• **PASSAGE**
# Advice, newbie about to invest in first full set-up



## CuriousC (Nov 11, 2020)

I've been umming and debating on buy a proper espresso machine and grinder for a long time since wfh and decide now is time to plunge but am so confused with the many options. I'll be building up my skills but don't tend to have more than one or two cups a day and if we ever get guests in homes again, then might pull some for friends when they come over. I want to be able to brew at the same time as steaming.

I am currently using a v60, but miss espresso's. My partner loves mochas and cappuccinos, so would love to learn to make those. I want to buy a machine that I can grow into, not lose too much value but not too hard to use and I am not good/don't really want to mod my machine.

I'd like something that can be reliable, serviced/fixed if it goes wrong if bought preowned. And if new, would like it to be guaranteed.

With my use case, I don't need a grinder that can have beans in a hopper, but the convenience would be great (but worried about the beans if sat too long).

Reading the new member guides I got even more confused...so I thought I'd finally post for help.

I was looking at the:

- Nuova Simonelli Musica Lux

- Lelit Bianca

- Rancilio Silvia

- Lelit Mara X

re: Grinders, I'd like to buy a Niche Zero but none are available and unknown when they will be available again.

So also looking at the following ones in the meantime:

- Sette 270wi

- Eureka Mignon Specialita

I have been looking at the sale page, but nothing has come up so far sadly.

Thanks for any advice/help in advance.


----------



## Hopebrewer (Nov 9, 2020)

Hi @CuriousC

I am a complete newbie so I cannot provide much advice.

Currently, @ratty is selling two Gaggia Classic fully refurbished. Actually, I just got one myself.

As far as I know, Gaggia Classic is a good machine to start with.

By the way, I think you need to have 5 posts to be able to post on the for sale section. It is pretty easy. Just introduce yourself in the introduction section and possibly say hi to other newbies and you'll be there.

• **MATERIAL**
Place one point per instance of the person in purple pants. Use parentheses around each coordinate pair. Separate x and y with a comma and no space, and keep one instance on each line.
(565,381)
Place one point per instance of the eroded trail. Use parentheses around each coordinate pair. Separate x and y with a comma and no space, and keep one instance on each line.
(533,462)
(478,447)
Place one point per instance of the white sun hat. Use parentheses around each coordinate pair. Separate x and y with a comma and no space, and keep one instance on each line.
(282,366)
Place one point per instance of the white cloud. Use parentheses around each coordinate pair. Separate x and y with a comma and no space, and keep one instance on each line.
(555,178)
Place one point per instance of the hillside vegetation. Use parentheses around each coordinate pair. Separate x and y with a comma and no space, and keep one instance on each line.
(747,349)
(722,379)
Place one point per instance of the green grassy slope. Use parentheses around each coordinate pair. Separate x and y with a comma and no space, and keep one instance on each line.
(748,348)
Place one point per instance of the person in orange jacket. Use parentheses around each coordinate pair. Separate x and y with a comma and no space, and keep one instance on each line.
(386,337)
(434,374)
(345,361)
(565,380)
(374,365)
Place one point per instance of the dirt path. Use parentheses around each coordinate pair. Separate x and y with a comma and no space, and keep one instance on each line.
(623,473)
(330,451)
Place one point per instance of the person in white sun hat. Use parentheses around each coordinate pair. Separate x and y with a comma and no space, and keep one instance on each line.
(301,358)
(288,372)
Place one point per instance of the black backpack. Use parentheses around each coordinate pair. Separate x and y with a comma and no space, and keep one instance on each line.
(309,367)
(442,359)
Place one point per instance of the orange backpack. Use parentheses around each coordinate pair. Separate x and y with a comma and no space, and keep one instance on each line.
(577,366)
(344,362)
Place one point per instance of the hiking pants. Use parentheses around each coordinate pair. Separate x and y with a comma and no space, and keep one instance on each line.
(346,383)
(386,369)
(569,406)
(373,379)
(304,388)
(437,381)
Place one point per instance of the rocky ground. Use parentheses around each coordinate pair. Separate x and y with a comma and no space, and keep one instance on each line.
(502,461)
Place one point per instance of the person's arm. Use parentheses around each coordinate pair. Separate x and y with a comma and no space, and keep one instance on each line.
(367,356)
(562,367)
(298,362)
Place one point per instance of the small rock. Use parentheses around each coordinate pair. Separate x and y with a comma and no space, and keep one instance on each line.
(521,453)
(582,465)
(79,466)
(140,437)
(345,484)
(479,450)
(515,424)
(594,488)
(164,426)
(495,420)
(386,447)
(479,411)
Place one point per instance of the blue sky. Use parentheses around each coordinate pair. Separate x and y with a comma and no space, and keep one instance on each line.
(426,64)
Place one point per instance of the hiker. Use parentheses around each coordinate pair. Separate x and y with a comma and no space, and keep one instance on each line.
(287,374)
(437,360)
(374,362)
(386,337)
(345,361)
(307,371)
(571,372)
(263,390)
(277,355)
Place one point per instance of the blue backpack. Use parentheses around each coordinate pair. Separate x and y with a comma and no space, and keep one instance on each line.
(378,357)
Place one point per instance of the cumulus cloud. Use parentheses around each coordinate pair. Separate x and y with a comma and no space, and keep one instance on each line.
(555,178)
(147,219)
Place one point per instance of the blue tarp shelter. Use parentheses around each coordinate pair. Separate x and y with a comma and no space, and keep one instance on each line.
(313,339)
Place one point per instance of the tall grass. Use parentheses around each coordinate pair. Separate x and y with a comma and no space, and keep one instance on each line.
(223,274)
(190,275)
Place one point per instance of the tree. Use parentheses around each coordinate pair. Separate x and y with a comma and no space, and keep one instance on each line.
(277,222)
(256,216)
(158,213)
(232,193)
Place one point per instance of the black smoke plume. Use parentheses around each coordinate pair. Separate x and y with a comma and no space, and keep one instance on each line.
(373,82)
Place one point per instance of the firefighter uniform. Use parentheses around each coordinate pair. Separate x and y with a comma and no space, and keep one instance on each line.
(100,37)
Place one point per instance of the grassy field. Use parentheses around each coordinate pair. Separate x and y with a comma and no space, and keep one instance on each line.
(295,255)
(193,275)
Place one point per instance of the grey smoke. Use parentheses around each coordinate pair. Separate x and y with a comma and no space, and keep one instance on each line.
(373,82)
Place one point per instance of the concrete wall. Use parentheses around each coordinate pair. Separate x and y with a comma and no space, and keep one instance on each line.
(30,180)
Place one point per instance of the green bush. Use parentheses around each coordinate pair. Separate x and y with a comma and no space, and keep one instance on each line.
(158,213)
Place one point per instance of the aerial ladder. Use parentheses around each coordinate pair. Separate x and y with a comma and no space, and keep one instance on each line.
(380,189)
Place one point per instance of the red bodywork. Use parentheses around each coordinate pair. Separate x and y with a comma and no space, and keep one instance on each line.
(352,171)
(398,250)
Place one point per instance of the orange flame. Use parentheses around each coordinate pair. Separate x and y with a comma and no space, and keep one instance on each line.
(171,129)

• **EXERCISE SET**
#1 Reproduce the espresso forum thread from "re: Grinders, I'd" up to and including "advice/help in advance.".
#2 In the espresso forum thread, which grinder does CuriousC want to buy but find unavailable?
#3 Write the next part of the espresso forum thread, following on from its final sentence.
The material comes from a separate source.

• **EXPECTED ANSWERS**
#1
re: Grinders, I'd like to buy a Niche Zero but none are available and unknown when they will be available again.

So also looking at the following ones in the meantime:

- Sette 270wi

- Eureka Mignon Specialita

I have been looking at the sale page, but nothing has come up so far sadly.

Thanks for any advice/help in advance.

#2 The Niche Zero.

#3
I hope it helps!


----------



## Doram (Oct 12, 2012)

CuriousC said:


> I was looking at the:
> 
> - Nuova Simonelli Musica Lux
> 
> ...


 The machines you mentioned range from a single boiler no-pid machine that needs temp surfing and costs ~£500 (Silvia), via HX for ~£950 (Mara X), to dual boiler for ~£1,800 (Bianca)...

It will be quite difficult to focus when you are looking at a spectrum that wide. Do you know the basic differences between single boiler, HX and dual boiler? Do you know what a PID or temp surfing are? If you do, then try to think what is important for you and how much you want to invest. If not, try to learn what those terms mean first (tons of info on the internet, or ask and people will be happy to explain), then try to narrow it down a little.

Having said the above, if you can afford it, I would suggest a machine that can keep the correct temperature without temp surfing. You said you don't want to mod a machine, so this excludes the Silvia (unless you buy a used one which already has a PID installed. I would also say that unless money is no objection at all, you don't need your first machine to be a dual boiler with flow control for £1,800 (exit Bianca). You are then left with the obvious choice of Mara X: compact, solid machine, relatively simple to use, can control temperature well, good steam power, quiet. It is also currently unique in the market, being an HX machine that controls brew temperature without the need for cooling flushes. This makes it extremely popular, which means it is likely to hold its value if you decide you want out of this stupid coffee thing, or you actually love it and want to explore the rabbit hole. So from the options you mentioned, if you have the money, I would say Mara X + Niche (you need a little patience, but you can buy one), will be a very nice first set up.


----------



## L2en (Jun 10, 2018)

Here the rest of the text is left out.